Task statement
Render the lines below as a Markdown table with two columns, Row and Text, numbering each line and omitting any blank lines.
+++ Supplied information +++
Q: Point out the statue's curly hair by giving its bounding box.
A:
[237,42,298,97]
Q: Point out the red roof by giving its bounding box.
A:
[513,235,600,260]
+++
Reply to the exercise
| Row | Text |
|---|---|
| 1 | Q: Point out the statue's curly hair by giving its bounding box. |
| 2 | A: |
| 3 | [237,42,298,97] |
| 4 | Q: Point out the red roof by giving its bounding box. |
| 5 | A: |
| 6 | [513,235,600,260] |